▶ _必要な作業_:
1/ 文書の抜粋によると、インドでは日付をどの順序で書きますか。
2/ データの行を、先頭の行から「box: [420, 163, 451, 200]」を含む行まで、その行も含めて一字一句そのまま書き写してください。

▶ _文書の抜粋_:
###
11月26日が26/11というように日付が前になるのは、アメリカ式英語とインド式英語(イギリスもそうかな)の違いのため。アメリカでは月、日、年の順だが、インドでは日、月、年の順。

26/11から早3ヶ月。事件のインパクトは今も色濃い。市民生活への影響はともかく、政治的なインパクトが甚大であったことに疑いの余地はない。

早3ヶ月だが、視点を変えればまだ3ヶ月。書店でこの事件に関する本を見つけた時には、その早さに驚いた。

Harinder Baweja, ed., 26/11: Mumbai Attacked, New Delhi: Roli Books, 2009. Rs. 295. 216 pg.


ジャーナリストによる叙述的な作品。「なぜ」を説明するのではなく、「なにが起きたか」をまとめた本。事件そのものの展開を説明することに紙幅の大部分が割かれる。したがって学術的な関心に応えてくれる本ではないが、何かの役には立つかもしれないと思い、購入。
###
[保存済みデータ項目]

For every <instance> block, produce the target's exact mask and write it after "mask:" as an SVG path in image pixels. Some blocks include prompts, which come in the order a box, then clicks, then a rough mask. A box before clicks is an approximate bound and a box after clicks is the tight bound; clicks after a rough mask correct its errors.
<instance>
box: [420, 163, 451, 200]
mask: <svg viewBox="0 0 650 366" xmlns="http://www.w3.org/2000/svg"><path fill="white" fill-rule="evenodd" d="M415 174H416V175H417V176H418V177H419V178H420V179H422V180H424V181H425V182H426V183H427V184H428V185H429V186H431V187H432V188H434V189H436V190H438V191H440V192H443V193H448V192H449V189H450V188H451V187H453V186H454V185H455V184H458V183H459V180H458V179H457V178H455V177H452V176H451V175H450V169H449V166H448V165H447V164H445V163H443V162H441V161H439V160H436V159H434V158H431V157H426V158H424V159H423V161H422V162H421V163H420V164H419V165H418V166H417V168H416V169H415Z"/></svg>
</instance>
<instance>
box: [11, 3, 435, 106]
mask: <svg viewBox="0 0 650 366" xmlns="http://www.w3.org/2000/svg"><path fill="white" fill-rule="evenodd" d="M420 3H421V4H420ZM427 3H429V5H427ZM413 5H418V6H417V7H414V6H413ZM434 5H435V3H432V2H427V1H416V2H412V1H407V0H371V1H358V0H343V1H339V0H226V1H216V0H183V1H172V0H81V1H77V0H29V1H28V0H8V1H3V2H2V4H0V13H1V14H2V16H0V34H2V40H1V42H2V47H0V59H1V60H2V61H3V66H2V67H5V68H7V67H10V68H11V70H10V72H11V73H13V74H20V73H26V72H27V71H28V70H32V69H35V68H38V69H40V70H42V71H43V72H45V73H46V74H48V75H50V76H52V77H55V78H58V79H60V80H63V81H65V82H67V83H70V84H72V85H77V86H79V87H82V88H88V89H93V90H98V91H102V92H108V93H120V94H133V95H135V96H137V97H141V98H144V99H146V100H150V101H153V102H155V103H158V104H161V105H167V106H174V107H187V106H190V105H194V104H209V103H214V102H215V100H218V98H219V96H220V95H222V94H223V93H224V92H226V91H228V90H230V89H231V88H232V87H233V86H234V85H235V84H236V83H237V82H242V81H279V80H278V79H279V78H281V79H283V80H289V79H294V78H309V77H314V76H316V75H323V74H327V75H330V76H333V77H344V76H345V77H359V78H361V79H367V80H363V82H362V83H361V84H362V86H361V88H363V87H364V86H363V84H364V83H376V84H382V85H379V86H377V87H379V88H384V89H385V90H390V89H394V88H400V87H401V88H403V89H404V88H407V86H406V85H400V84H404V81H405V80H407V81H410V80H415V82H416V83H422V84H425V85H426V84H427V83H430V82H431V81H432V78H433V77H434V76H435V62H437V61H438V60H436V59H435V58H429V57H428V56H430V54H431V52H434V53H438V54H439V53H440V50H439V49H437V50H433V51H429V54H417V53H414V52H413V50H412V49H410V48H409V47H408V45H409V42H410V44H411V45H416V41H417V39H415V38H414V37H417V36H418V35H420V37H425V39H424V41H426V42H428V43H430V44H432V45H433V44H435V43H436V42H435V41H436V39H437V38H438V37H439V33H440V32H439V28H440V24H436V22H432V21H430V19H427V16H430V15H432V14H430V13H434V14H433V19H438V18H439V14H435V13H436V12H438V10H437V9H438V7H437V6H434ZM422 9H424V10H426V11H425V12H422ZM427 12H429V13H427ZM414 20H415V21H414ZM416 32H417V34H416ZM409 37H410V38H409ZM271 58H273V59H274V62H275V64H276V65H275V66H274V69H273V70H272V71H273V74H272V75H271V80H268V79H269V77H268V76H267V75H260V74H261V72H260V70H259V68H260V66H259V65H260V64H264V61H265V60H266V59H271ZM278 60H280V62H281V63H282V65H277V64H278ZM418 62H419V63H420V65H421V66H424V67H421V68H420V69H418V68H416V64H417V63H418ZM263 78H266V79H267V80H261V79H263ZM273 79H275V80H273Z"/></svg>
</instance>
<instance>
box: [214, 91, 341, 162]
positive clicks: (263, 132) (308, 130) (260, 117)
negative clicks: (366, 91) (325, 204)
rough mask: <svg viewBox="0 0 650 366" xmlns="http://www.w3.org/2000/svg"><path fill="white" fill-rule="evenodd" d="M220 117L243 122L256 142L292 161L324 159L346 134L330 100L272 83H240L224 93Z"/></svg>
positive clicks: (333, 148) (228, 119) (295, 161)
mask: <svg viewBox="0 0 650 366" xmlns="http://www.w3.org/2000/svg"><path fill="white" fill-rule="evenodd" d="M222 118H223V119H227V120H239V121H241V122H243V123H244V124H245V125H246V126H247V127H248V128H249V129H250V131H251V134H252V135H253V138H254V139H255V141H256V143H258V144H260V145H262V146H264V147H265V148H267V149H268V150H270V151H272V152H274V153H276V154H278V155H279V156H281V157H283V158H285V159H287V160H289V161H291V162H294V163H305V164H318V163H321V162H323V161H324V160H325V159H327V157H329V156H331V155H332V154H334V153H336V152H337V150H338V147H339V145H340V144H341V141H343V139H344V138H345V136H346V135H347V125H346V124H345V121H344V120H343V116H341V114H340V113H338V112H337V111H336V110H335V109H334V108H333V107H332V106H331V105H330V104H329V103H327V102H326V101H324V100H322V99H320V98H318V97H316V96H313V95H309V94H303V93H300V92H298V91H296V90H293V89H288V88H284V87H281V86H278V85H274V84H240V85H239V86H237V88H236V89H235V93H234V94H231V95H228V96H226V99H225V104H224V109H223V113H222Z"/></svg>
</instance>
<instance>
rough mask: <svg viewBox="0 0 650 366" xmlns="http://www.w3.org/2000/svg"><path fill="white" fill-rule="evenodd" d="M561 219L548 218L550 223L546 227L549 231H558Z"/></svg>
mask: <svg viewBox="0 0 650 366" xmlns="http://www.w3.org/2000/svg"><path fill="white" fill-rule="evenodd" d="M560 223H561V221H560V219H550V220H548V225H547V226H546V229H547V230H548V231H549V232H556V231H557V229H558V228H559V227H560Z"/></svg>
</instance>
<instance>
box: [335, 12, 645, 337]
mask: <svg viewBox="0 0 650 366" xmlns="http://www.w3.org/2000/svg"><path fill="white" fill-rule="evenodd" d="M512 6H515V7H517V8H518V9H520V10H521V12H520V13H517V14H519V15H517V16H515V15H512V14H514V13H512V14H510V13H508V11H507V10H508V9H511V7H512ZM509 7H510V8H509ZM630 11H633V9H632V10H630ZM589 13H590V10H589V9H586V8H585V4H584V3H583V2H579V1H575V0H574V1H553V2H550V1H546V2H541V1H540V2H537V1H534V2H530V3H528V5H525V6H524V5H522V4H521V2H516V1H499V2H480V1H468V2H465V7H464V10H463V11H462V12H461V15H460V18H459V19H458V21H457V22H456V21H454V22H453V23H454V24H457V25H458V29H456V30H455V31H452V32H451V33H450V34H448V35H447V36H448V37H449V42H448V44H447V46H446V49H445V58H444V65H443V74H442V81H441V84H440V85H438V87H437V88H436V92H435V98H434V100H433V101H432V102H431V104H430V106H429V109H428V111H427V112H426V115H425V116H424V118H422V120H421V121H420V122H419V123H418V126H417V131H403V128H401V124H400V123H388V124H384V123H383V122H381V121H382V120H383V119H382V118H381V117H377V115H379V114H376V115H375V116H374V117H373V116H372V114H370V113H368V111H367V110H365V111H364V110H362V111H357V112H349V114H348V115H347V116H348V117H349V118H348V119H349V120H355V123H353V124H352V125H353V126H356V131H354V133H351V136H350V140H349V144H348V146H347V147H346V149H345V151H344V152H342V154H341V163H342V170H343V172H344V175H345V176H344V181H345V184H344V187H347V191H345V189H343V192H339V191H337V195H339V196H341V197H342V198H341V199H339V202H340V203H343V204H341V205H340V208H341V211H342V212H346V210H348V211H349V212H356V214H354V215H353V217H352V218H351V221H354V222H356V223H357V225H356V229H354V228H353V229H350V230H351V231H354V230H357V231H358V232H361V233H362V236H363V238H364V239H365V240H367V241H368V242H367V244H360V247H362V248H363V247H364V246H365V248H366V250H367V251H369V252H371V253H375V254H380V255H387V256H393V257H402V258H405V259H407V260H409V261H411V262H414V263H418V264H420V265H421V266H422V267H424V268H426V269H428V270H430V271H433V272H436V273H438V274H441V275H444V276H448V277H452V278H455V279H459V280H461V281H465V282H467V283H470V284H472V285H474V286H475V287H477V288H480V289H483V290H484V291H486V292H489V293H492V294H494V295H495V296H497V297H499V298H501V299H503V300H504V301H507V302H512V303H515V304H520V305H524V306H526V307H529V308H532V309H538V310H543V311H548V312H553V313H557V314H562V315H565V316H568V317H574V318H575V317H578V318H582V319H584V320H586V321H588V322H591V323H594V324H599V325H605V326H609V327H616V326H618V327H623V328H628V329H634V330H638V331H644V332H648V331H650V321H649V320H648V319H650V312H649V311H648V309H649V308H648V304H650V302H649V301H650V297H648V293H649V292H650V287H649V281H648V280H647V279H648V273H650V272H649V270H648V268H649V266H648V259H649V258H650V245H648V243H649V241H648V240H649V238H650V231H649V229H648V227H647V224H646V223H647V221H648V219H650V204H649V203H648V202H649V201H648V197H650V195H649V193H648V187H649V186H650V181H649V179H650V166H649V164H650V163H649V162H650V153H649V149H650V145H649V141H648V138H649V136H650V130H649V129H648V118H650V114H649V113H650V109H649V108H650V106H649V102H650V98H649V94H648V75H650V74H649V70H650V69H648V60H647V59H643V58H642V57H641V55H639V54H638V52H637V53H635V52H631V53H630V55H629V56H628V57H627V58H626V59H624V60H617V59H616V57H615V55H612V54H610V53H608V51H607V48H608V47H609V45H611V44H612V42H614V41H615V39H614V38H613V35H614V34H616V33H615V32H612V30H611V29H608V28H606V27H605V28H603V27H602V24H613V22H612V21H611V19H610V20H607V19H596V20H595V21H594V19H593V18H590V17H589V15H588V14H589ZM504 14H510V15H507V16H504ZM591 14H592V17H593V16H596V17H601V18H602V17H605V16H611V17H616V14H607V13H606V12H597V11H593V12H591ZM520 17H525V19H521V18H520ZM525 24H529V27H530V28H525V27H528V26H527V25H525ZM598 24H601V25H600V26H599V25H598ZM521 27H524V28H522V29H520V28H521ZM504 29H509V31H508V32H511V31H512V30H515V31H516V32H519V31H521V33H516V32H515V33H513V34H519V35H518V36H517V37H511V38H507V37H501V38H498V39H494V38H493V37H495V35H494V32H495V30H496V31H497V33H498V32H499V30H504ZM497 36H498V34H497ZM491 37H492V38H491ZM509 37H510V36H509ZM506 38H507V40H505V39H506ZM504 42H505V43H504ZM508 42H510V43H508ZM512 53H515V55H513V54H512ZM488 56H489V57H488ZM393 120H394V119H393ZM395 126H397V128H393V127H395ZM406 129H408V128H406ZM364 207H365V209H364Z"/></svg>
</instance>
###
▶ _解答一覧_:
1/ 日、月、年の順です。

2/
For every <instance> block, produce the target's exact mask and write it after "mask:" as an SVG path in image pixels. Some blocks include prompts, which come in the order a box, then clicks, then a rough mask. A box before clicks is an approximate bound and a box after clicks is the tight bound; clicks after a rough mask correct its errors.
<instance>
box: [420, 163, 451, 200]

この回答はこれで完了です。